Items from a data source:

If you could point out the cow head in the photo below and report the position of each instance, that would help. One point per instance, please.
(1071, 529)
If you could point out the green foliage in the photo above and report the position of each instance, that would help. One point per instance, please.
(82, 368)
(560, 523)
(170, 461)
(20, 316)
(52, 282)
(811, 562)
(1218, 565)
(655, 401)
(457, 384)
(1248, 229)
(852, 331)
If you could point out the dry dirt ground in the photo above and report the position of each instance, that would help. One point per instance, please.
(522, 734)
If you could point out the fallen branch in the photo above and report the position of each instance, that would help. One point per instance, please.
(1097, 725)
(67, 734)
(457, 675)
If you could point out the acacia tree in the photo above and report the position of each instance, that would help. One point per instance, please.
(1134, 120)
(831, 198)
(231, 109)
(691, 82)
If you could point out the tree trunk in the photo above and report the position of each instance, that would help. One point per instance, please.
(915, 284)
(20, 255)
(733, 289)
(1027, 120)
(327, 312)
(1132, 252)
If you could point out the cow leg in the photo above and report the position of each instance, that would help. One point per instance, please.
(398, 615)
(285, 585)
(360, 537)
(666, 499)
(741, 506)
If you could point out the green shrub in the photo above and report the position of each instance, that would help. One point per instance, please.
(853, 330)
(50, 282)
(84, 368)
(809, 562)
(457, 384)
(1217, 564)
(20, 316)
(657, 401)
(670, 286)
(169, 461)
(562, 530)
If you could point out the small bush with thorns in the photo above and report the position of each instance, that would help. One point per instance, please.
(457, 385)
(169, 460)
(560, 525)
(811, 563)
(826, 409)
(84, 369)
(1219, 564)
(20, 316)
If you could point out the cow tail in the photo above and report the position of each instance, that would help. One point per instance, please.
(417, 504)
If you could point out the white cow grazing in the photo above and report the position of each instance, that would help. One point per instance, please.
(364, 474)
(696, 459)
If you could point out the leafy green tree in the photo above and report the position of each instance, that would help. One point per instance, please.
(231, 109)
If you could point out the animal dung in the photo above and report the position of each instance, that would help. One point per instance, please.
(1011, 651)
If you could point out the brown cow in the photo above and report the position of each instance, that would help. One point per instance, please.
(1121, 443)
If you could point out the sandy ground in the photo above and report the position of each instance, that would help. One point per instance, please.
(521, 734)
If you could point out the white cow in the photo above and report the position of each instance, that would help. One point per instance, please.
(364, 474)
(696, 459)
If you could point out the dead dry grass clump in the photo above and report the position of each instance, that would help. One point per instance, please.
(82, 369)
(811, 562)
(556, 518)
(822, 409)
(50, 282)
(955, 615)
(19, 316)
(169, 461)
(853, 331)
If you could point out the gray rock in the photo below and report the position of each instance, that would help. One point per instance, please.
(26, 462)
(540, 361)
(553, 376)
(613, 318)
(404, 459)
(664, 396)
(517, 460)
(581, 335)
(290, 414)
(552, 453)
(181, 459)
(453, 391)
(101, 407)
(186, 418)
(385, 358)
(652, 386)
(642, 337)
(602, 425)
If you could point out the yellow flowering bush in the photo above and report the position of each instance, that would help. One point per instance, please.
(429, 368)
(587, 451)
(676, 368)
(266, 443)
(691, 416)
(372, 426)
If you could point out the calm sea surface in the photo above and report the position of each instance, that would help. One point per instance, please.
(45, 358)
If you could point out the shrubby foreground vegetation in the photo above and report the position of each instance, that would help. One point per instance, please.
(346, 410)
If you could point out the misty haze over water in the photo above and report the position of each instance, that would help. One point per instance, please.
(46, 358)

## Written problem:
Reproduce all the items above, switching every "that would help" to "that would be useful" and keeping everything else the same.

## The result:
If you could point out the cow head in the photo below and report the position of each instance, that would be useful. One point per instance, please.
(1071, 529)
If you could point out the green foliage in the photo above and report the position of each instance, that would be useful. One point per instance, please.
(82, 368)
(560, 523)
(170, 461)
(20, 316)
(52, 282)
(811, 562)
(1218, 565)
(655, 401)
(457, 384)
(1248, 229)
(852, 331)
If you could point out the dry dirt ground in the photo above and report the position of each instance, that would be useful. One point per instance, please.
(522, 734)
If you could point out the fallen branch in the photo above and report the position of each instance, that would be useful. One point per instance, please.
(1097, 725)
(67, 734)
(457, 675)
If you could point out the acacia tree in the photo above and report the position of each instance, that would be useful. One point per instance, please.
(1134, 120)
(831, 198)
(231, 109)
(691, 82)
If you could point out the tree trunk in the photo above and report the position of each instance, that would be useful. One point per instance, please.
(915, 284)
(20, 255)
(733, 289)
(1027, 120)
(327, 312)
(1132, 252)
If you could point out the cow leg in the photo above and report the position of each instance, that would be useful. One point per instance, please.
(398, 615)
(285, 585)
(360, 537)
(666, 499)
(741, 506)
If you could point out the green shrub in the photo above and report the position of each instance, that would be useful. One point per instance, please.
(853, 330)
(50, 282)
(84, 368)
(809, 562)
(457, 384)
(1217, 564)
(20, 316)
(657, 401)
(670, 286)
(169, 461)
(562, 530)
If you could point out the small bush with thorns in the photo above and report the position of each instance, that would be useful. One point per instance, please.
(457, 385)
(169, 460)
(560, 525)
(811, 563)
(826, 409)
(84, 369)
(1219, 564)
(20, 316)
If you could point out the cow tail in the photo above and report the position of each instance, that would be useful. One point per instance, please.
(417, 504)
If you could point out the white cow grazing in the photo above and report the position of each instance, that would be useful. One point per instance, please.
(364, 474)
(696, 459)
If you could point out the leafy green tree in the photo above and report the position of each instance, that would be useful. One point per instance, please.
(231, 109)
If you could point out the animal dung in the photo above and report the position of each instance, that would be useful. One point per instance, please.
(1011, 651)
If you could point out the brown cow in the photo above and report the position of each instance, that would be useful. One point per instance, please.
(1121, 443)
If you could point out the sandy ground in the photo above and report the position of each instance, that would be useful. One point per instance, please.
(521, 734)
If you could point out the white cow in the photo above and report the position of each instance, that would be useful. One point per instance, please.
(364, 474)
(696, 459)
If you could point out the dead dry grass clump in the photo above and report the position of each instance, that would be useful. One point per instance, please.
(82, 369)
(811, 562)
(556, 518)
(822, 409)
(50, 282)
(955, 615)
(19, 316)
(169, 461)
(853, 331)
If you could point out the gray rock in the photo below and report the position of each instance, that would be useful. One point per instance, please.
(26, 462)
(540, 361)
(553, 376)
(613, 318)
(404, 459)
(664, 396)
(517, 460)
(581, 335)
(290, 414)
(552, 453)
(181, 459)
(453, 391)
(101, 407)
(186, 418)
(385, 358)
(652, 386)
(642, 337)
(602, 425)
If you could point out the yellow flowering bush in the photo above and report the position of each instance, that would be useful. One point per instance, please.
(429, 368)
(587, 451)
(676, 368)
(266, 443)
(691, 416)
(372, 426)
If you could point out the calm sea surface in the photo above and report the position of each instance, that would be useful. One point per instance, please.
(45, 358)
If you could point out the shrubby foreground vegetation in the photo above and report the position of each instance, that would be useful. One point per instance, please.
(346, 410)
If you could point out the misty haze over water in the photo above and report the position of each instance, that would be useful. One point per instance, please.
(46, 358)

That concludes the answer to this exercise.